(Exercise material)
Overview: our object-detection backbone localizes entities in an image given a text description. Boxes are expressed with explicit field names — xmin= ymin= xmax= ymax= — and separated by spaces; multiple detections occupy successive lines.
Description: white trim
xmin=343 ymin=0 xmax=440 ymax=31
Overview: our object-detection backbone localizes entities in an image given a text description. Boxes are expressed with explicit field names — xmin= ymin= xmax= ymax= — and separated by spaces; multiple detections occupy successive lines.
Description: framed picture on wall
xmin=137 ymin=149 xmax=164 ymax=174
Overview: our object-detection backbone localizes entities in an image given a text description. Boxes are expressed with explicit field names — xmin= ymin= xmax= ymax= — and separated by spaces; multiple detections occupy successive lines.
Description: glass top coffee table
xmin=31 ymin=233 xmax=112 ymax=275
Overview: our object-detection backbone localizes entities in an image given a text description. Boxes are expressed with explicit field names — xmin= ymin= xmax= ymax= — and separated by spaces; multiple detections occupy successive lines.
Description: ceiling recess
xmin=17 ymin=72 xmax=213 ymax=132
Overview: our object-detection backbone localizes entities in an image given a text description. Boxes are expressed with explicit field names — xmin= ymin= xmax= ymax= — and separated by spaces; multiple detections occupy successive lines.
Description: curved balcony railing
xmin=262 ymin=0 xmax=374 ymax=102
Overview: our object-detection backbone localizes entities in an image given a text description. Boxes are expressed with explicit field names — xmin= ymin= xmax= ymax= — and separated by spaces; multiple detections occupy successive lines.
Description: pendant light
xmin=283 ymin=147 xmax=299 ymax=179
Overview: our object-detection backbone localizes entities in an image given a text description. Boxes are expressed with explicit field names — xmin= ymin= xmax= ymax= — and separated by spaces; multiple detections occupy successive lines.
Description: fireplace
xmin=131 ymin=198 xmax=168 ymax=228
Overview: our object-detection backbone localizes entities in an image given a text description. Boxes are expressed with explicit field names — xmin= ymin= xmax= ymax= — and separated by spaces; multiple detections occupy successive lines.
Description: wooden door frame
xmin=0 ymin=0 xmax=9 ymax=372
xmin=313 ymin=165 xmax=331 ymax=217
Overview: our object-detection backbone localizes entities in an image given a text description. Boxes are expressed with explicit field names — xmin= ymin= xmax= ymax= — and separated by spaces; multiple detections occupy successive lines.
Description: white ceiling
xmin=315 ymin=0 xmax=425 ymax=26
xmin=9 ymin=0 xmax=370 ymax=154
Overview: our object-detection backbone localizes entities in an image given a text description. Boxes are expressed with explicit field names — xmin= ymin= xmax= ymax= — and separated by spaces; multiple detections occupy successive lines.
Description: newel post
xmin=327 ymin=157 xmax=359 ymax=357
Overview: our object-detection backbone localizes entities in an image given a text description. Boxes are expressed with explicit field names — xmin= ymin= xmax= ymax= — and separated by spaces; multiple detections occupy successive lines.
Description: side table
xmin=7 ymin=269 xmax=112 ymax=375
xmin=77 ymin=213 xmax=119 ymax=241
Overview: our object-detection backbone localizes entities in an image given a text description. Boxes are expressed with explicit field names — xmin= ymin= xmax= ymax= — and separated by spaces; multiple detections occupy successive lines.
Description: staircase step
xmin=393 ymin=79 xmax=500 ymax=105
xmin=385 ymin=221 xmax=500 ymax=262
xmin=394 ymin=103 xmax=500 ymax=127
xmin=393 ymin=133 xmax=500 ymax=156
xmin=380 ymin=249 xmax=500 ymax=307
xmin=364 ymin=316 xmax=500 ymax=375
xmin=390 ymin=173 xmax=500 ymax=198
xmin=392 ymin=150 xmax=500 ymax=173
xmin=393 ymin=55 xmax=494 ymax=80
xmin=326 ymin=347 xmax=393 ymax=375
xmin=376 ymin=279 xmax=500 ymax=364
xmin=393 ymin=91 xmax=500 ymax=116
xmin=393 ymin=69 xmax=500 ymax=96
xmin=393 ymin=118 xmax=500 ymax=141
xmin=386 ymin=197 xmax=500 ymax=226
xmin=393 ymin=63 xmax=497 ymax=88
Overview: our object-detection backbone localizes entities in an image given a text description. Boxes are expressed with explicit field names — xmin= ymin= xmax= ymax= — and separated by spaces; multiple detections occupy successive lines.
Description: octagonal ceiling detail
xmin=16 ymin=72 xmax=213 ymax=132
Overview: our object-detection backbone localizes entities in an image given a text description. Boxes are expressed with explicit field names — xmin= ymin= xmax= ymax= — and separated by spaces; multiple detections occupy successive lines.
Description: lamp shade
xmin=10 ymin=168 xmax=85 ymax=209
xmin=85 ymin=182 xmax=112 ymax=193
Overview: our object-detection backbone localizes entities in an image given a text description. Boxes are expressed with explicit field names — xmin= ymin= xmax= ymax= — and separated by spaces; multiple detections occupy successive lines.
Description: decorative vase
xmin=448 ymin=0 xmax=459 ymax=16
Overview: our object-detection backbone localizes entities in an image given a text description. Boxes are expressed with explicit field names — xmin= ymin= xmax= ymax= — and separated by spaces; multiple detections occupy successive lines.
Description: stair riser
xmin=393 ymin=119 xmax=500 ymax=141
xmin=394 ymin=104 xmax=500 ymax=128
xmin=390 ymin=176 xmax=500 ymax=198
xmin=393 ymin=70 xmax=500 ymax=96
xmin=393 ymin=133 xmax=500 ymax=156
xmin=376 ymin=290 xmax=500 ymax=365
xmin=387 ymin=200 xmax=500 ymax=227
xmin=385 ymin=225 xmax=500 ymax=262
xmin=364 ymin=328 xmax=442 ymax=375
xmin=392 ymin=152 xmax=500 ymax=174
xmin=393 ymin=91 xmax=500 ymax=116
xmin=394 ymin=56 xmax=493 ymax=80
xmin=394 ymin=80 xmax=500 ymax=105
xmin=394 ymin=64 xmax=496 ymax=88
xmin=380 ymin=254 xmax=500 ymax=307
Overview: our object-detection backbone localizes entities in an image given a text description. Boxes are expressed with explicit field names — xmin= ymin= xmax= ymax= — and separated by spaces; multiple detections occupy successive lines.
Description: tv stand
(End Exercise material)
Everything in the listing must be returned word for word.

- [Finished exercise]
Overview: our object-detection backbone localizes entities in an image given a text description. Boxes are expressed with explicit field names — xmin= ymin= xmax= ymax= — and separated by spaces; multiple detections occupy successive lines.
Description: white trim
xmin=343 ymin=0 xmax=440 ymax=31
Overview: our object-detection backbone localizes entities in an image given a text description. Boxes are expressed with explicit field names — xmin= ymin= xmax= ymax= — and separated by spaces; multiple detections occupy successive lines.
Description: framed picture on wall
xmin=137 ymin=149 xmax=164 ymax=174
Overview: our object-detection backbone localizes entities in an image given a text description. Boxes are expressed with explicit field names — xmin= ymin= xmax= ymax= — and separated by spaces; multiple detections occupy successive lines.
Description: glass top coffee table
xmin=31 ymin=233 xmax=112 ymax=275
Overview: our object-detection backbone localizes entities in an image given a text description. Boxes are expressed with explicit field names — xmin= ymin= xmax= ymax= — and separated by spaces; multiple detections occupy successive lines.
Description: ceiling recess
xmin=17 ymin=72 xmax=213 ymax=132
Overview: our object-detection backbone localizes entities in an image given a text description. Boxes are expressed with explicit field names — xmin= ymin= xmax= ymax= — and separated by spaces; multiple detections occupy successive lines.
Description: curved balcony railing
xmin=262 ymin=0 xmax=374 ymax=102
Overview: our object-detection backbone localizes entities in an image given a text description. Boxes are expressed with explicit field names — xmin= ymin= xmax= ymax= — and separated by spaces; multiple detections occupy successive lines.
Description: pendant light
xmin=283 ymin=147 xmax=299 ymax=179
Overview: our object-detection backbone localizes entities in an image given a text description. Boxes are expressed with explicit field names — xmin= ymin= xmax= ymax= — and separated by spaces; multiple detections occupy successive lines.
Description: fireplace
xmin=131 ymin=198 xmax=168 ymax=228
Overview: our object-detection backbone localizes entities in an image given a text description. Boxes are expressed with explicit field names — xmin= ymin= xmax= ymax= — and separated by spaces; multiple detections occupy successive lines.
Description: wooden door frame
xmin=0 ymin=0 xmax=9 ymax=372
xmin=313 ymin=165 xmax=331 ymax=217
Overview: our object-detection backbone localizes entities in an image given a text description. Boxes are expressed with explicit field names — xmin= ymin= xmax= ymax= — and separated by spaces; multiple detections occupy successive lines.
Description: white ceiling
xmin=315 ymin=0 xmax=425 ymax=26
xmin=9 ymin=0 xmax=370 ymax=154
Overview: our object-detection backbone localizes entities in an image given a text description. Boxes are expressed with explicit field names — xmin= ymin= xmax= ymax= — and separated by spaces; multiple detections occupy successive lines.
Description: newel post
xmin=327 ymin=157 xmax=359 ymax=357
Overview: our object-detection backbone localizes entities in an image given a text description. Boxes are expressed with explicit field names — xmin= ymin= xmax= ymax= — and separated by spaces; multiple detections occupy successive lines.
Description: side table
xmin=7 ymin=269 xmax=112 ymax=375
xmin=77 ymin=213 xmax=119 ymax=241
Overview: our object-detection backbone localizes entities in an image given a text description. Boxes are expressed with explicit field names — xmin= ymin= xmax= ymax= — and separated by spaces; multiple detections occupy successive lines.
Description: staircase step
xmin=393 ymin=79 xmax=500 ymax=105
xmin=385 ymin=221 xmax=500 ymax=262
xmin=394 ymin=103 xmax=500 ymax=127
xmin=393 ymin=133 xmax=500 ymax=156
xmin=380 ymin=249 xmax=500 ymax=307
xmin=364 ymin=316 xmax=500 ymax=375
xmin=390 ymin=173 xmax=500 ymax=198
xmin=392 ymin=150 xmax=500 ymax=173
xmin=393 ymin=55 xmax=494 ymax=80
xmin=326 ymin=347 xmax=393 ymax=375
xmin=376 ymin=279 xmax=500 ymax=364
xmin=393 ymin=91 xmax=500 ymax=116
xmin=393 ymin=69 xmax=500 ymax=96
xmin=393 ymin=118 xmax=500 ymax=141
xmin=386 ymin=197 xmax=500 ymax=226
xmin=393 ymin=63 xmax=497 ymax=88
Overview: our object-detection backbone localizes entities in an image given a text description. Boxes are expressed with explicit field names — xmin= ymin= xmax= ymax= — and separated by spaces; multiple detections occupy successive lines.
Description: octagonal ceiling detail
xmin=16 ymin=72 xmax=213 ymax=132
Overview: our object-detection backbone localizes entities in an image given a text description. Boxes are expressed with explicit field names — xmin= ymin= xmax= ymax= — and separated by spaces; multiple detections occupy successive lines.
Description: lamp shade
xmin=10 ymin=168 xmax=85 ymax=209
xmin=85 ymin=182 xmax=112 ymax=193
Overview: our object-detection backbone localizes entities in an image given a text description. Boxes are expressed with explicit field names — xmin= ymin= xmax= ymax= — and separated by spaces; multiple detections occupy successive lines.
Description: decorative vase
xmin=448 ymin=0 xmax=459 ymax=16
Overview: our object-detection backbone localizes entities in an image given a text description. Boxes are expressed with explicit field names — xmin= ymin= xmax= ymax= — and separated by spaces; multiple detections occupy successive lines.
Description: stair riser
xmin=393 ymin=119 xmax=500 ymax=141
xmin=394 ymin=104 xmax=500 ymax=128
xmin=390 ymin=176 xmax=500 ymax=198
xmin=393 ymin=70 xmax=500 ymax=96
xmin=393 ymin=133 xmax=500 ymax=156
xmin=376 ymin=290 xmax=500 ymax=365
xmin=387 ymin=200 xmax=500 ymax=227
xmin=385 ymin=225 xmax=500 ymax=262
xmin=364 ymin=328 xmax=442 ymax=375
xmin=392 ymin=152 xmax=500 ymax=174
xmin=393 ymin=91 xmax=500 ymax=116
xmin=394 ymin=56 xmax=493 ymax=80
xmin=394 ymin=80 xmax=500 ymax=105
xmin=394 ymin=64 xmax=496 ymax=88
xmin=380 ymin=254 xmax=500 ymax=307
Overview: our object-detection backbone localizes entities in an image given a text description. Boxes are expressed with explicit field names — xmin= ymin= xmax= ymax= — and separated by spaces; multiple detections occupy successive lines.
Description: tv stand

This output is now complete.